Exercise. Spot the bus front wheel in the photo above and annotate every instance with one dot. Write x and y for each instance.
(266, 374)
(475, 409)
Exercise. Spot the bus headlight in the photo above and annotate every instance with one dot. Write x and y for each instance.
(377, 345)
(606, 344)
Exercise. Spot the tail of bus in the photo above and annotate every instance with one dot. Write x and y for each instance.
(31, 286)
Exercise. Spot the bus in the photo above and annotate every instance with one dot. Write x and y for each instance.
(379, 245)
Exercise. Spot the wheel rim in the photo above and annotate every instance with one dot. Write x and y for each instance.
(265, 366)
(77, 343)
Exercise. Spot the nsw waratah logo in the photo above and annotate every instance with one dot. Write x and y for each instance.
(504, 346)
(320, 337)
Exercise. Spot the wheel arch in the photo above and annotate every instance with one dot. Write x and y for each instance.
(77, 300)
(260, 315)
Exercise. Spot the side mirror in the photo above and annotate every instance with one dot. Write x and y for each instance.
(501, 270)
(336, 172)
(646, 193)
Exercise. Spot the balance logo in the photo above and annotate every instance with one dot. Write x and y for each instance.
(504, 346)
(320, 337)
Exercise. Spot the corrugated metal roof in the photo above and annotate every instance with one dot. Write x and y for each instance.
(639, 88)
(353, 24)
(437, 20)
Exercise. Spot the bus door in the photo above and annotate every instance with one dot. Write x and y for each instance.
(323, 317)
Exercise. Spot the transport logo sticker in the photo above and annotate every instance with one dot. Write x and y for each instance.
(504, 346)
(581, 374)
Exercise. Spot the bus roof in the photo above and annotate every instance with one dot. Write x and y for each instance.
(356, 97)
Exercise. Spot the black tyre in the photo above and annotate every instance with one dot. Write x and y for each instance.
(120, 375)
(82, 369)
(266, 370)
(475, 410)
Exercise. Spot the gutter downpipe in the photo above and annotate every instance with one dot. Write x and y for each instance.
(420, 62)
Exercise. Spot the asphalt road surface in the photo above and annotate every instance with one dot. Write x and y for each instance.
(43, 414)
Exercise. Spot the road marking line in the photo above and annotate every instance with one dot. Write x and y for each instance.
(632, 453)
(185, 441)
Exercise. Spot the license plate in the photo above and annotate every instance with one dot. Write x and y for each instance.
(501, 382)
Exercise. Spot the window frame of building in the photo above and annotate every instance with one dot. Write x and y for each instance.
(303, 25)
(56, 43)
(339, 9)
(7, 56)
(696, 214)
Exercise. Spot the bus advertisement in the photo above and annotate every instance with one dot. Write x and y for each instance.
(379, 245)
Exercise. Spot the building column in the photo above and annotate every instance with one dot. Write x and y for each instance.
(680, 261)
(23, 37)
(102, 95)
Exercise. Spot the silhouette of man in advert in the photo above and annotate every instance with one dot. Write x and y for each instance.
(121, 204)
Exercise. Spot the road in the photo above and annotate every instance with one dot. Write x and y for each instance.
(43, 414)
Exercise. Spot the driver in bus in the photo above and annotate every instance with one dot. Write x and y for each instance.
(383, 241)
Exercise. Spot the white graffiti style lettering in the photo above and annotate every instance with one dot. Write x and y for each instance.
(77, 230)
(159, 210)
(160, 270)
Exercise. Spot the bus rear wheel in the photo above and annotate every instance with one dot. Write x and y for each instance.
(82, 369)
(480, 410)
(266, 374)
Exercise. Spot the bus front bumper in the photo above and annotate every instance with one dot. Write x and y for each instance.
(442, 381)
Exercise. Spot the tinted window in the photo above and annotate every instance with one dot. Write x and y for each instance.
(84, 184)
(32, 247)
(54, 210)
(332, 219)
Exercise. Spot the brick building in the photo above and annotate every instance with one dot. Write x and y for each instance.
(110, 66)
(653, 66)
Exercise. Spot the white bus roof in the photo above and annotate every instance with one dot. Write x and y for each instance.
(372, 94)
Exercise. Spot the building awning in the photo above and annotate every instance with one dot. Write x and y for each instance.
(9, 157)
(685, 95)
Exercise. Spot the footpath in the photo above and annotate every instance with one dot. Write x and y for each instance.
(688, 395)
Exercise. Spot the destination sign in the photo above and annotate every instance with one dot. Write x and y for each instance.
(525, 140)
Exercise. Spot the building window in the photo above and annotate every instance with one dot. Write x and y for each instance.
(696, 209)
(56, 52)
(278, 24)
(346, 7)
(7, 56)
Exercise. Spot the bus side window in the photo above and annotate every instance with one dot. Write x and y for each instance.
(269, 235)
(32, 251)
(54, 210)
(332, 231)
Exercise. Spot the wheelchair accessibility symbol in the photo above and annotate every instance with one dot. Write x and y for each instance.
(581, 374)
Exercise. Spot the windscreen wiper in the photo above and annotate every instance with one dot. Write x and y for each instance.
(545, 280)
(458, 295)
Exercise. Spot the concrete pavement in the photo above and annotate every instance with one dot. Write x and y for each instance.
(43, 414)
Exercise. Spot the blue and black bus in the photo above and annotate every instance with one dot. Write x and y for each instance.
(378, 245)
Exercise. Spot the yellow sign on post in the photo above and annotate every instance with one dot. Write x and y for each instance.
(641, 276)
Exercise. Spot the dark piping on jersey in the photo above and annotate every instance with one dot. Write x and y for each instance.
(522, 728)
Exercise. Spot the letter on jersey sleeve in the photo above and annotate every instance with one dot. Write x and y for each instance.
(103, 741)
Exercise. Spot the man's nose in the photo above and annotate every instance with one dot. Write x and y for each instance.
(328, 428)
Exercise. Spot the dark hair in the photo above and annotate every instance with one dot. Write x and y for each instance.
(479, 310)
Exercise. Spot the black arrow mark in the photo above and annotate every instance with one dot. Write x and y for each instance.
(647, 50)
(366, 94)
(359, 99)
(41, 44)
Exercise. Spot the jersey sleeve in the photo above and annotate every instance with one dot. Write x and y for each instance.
※
Would you give the entries back word for word?

» **Written solution**:
Exercise. Spot the bus front wheel in the photo above and annotate every instance with one dot. Write x and y for each instance.
(266, 374)
(475, 409)
Exercise. Spot the bus headlight in the photo above and annotate every instance with one dot. Write x and y for each instance.
(377, 345)
(606, 344)
Exercise. Spot the tail of bus in the photo above and annotate every instance with one dot. Write x and y for each instance.
(31, 286)
Exercise. Spot the bus in the photo above and annotate every instance with one dot. Write x and y for each instance.
(379, 245)
Exercise. Spot the wheel rim in the photo above and annotate every instance with one dot. Write x and y for each instance.
(265, 366)
(77, 343)
Exercise. Spot the nsw waratah logo in the photo above and annotate every instance with one dot. Write x and y for each instance.
(504, 346)
(320, 337)
Exercise. Spot the wheel arch in the photo above and annotate every instance with one dot. Write x and y for each instance.
(77, 300)
(260, 315)
Exercise. Spot the side mirror in the photo above and annotate every instance with one dot. Write x and y for each instance.
(501, 270)
(336, 172)
(646, 193)
Exercise. Spot the balance logo in the photo above and annotate every instance with one dot. Write x and y for each instance.
(504, 346)
(320, 337)
Exercise. Spot the corrugated metal roof in the photo above and annotate every instance with one dot. Write x and y for each instance.
(639, 88)
(353, 24)
(437, 20)
Exercise. Spot the bus door in the photo above and annotate every instance with one dot. Write x and y for each instance.
(323, 317)
Exercise. Spot the transport logo sticker in the photo above and annotate every instance with one dot. Write x and y for each instance.
(504, 346)
(581, 374)
Exercise. Spot the bus roof in the photo above and annotate every instance with one dot. Write x and y for each instance.
(356, 97)
Exercise. Spot the black tyre in the photo above and annotate every instance with one dot. Write x and y for each instance.
(120, 375)
(82, 369)
(266, 370)
(475, 410)
Exercise. Spot the gutter downpipe in the photo above and annotate every instance with one dot. Write x and y for each instance.
(420, 62)
Exercise. Spot the asphalt road surface in the photo above and annotate every instance with one dot. Write x and y for each instance.
(43, 414)
Exercise. Spot the road marking line in the photo above and annotate every instance with one dot. Write x and y for each instance.
(632, 453)
(185, 441)
Exercise. Spot the license plate in the photo above and annotate every instance with one dot. Write x and y for each instance.
(501, 382)
Exercise. Spot the window frame of building in the photo above and annotate every instance with one dot. Write x and y for each instance.
(303, 25)
(56, 43)
(339, 9)
(7, 56)
(696, 214)
Exercise. Spot the bus advertisement in the photo above and annotate every instance with one dot. Write x and y for each instance.
(379, 245)
Exercise. Spot the building column in the photo above and annotate every instance with one dot. Write x and y for each instance.
(680, 261)
(23, 37)
(102, 95)
Exercise. Spot the silhouette of man in advert in the photo above and annotate every instance with one dot. Write x and y for each instance.
(121, 204)
Exercise. Spot the road in the photo above and annotate every instance with one dot. Write x and y for each instance.
(43, 414)
Exercise. Spot the driver in bus in the photo above and annotate every instance with one dot. Write x and y for each instance.
(383, 241)
Exercise. Spot the white graffiti style lettering in the photo above and annotate every instance with one dot. Write x and y for each instance.
(77, 230)
(159, 210)
(160, 270)
Exercise. Spot the bus rear wheel in the photo above and annotate every instance with one dot. Write x and y for each instance.
(82, 369)
(480, 410)
(266, 374)
Exercise. Spot the bus front bumper in the photo above and annotate every instance with one dot. Write x and y for each instance.
(442, 381)
Exercise. Spot the tinted window in the photo above and annotate every instance with one dot. Write x and y for each instance.
(84, 184)
(32, 247)
(54, 210)
(332, 219)
Exercise. Spot the brick building in the photo above and annotate every instance with one dot. Write x and y for each instance.
(110, 66)
(653, 66)
Exercise. Spot the white bus roof in the photo above and annotate every instance with one dot. Write x and y for each instance.
(372, 94)
Exercise. Spot the building awning in the photo above and annotate every instance with one dot. Write x and y for each instance.
(9, 157)
(685, 95)
Exercise. Spot the footpath in the photo above and annotate every instance with one dot. Write x and y for each instance.
(688, 395)
Exercise. Spot the destination sign in the photo above and annotate every instance with one dot. Write x and y for each instance.
(525, 140)
Exercise. Spot the building window in the photo above and annotate every instance with one dot. Write x and y for each instance.
(696, 209)
(56, 52)
(278, 24)
(346, 7)
(7, 56)
Exercise. Spot the bus side window in the photo above and annotate every instance with one dot. Write x and y for each instance.
(269, 235)
(32, 251)
(54, 210)
(332, 231)
Exercise. Spot the wheelchair accessibility symbol in the photo above and annotate every instance with one dot. Write x and y for each instance.
(581, 374)
Exercise. Spot the windscreen wiper in the photo above and annotate every instance with one dot. Write x and y for each instance.
(545, 280)
(458, 295)
Exercise. Spot the concrete pavement in the photo above and annotate every instance with one dot. Write x and y for each instance.
(43, 414)
Exercise. Spot the blue and black bus in the photo above and annotate every instance with one dot. Write x and y for each instance.
(378, 245)
Exercise. Spot the yellow sign on post in the photo above and annotate every instance with one dot. Write x and y for each instance.
(641, 276)
Exercise. Spot the dark piping on jersey in the photo above and annotate every instance with one dot. Write x and y for each instance.
(522, 728)
Exercise. Spot the letter on jersey sleeve in the photo above and annotate every instance with one dot. Write x and y for each instance.
(103, 741)
Exercise. Spot the man's nose in the photo above and annotate every instance with one dot. Write x and y for each instance.
(328, 428)
Exercise. Spot the dark hair in the photo above and annotate every instance with one dot. Write x and y for each instance.
(479, 310)
Exercise. Spot the black arrow mark in the photo above and annotate every instance with one dot. Write x and y for each instance.
(647, 50)
(366, 94)
(359, 99)
(41, 44)
Exercise. Spot the jersey sleeve in the photo above and annotate every instance with one dot. Write x and y for each instance.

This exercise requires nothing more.